**TASK DETAILS**: In the items below, quote everything from the line containing "Tag the man in black t-shirt" down to the line containing "(1169, 547)", including both of those lines.

=== RECORDED DATA ===

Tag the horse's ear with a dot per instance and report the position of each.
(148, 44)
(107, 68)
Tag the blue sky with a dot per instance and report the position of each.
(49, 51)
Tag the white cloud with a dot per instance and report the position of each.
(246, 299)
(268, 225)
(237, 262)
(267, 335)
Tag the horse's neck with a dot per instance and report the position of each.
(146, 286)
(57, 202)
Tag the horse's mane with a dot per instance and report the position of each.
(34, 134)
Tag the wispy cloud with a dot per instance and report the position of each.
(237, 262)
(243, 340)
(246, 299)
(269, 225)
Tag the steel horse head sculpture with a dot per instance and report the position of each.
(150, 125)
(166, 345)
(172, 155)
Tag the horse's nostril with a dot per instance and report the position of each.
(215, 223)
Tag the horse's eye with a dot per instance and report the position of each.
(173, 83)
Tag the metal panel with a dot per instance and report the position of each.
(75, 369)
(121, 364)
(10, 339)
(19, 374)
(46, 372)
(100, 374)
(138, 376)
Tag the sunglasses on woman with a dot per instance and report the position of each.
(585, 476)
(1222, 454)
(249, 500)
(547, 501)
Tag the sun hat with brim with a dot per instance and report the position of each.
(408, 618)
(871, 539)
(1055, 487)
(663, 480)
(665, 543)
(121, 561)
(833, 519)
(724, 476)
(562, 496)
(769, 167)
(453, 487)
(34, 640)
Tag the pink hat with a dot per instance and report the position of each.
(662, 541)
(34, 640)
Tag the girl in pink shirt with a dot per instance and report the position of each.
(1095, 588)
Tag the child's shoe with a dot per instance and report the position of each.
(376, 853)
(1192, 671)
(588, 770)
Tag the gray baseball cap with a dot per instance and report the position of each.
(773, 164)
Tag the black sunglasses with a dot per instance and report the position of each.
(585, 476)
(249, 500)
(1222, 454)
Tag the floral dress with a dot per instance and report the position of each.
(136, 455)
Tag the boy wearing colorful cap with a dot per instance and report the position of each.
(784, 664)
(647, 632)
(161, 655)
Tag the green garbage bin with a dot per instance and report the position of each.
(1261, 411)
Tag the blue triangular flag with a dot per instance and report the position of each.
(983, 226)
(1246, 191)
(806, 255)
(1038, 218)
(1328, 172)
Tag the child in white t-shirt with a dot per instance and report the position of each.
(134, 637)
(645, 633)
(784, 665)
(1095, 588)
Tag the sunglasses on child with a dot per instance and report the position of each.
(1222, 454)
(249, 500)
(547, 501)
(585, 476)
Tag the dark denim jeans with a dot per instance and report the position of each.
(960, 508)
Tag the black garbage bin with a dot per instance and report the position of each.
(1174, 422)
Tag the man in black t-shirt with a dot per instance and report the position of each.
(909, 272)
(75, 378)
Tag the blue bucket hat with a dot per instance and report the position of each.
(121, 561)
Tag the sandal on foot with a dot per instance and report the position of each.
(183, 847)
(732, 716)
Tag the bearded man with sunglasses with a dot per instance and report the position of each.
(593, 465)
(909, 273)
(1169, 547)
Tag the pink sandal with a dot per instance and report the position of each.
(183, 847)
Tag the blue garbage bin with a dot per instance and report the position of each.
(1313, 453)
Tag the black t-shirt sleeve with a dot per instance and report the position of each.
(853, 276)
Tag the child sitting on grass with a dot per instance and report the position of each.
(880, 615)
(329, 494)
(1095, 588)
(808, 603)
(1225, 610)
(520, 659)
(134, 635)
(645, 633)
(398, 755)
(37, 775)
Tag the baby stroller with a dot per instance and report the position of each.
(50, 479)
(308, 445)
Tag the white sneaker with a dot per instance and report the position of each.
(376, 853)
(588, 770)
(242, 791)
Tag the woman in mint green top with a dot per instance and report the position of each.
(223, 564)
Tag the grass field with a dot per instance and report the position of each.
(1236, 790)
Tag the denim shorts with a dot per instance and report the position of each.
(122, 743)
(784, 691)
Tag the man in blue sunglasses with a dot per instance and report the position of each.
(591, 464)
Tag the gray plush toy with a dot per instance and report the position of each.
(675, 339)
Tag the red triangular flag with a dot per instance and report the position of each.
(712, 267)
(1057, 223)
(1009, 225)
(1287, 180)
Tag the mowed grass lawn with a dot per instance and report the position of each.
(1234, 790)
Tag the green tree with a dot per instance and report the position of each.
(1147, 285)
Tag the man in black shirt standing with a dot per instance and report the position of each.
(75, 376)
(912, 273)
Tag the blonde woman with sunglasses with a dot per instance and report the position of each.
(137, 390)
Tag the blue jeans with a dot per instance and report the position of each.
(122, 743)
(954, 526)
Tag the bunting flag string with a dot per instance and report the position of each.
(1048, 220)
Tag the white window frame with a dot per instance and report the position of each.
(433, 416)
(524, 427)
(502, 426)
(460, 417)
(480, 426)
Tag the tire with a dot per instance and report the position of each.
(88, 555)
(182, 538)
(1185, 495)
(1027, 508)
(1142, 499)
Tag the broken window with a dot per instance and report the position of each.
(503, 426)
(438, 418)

===

**COMPLETE RESPONSE**:
Tag the man in black t-shirt with a dot per instance and report the position of each.
(909, 272)
(75, 378)
Tag the blue bucket hat with a dot per instance and report the position of each.
(121, 561)
Tag the sandal on foot with a dot per instance and report the position of each.
(183, 847)
(732, 716)
Tag the bearded man with sunglasses with a dot per instance and report the position of each.
(593, 465)
(909, 273)
(1169, 547)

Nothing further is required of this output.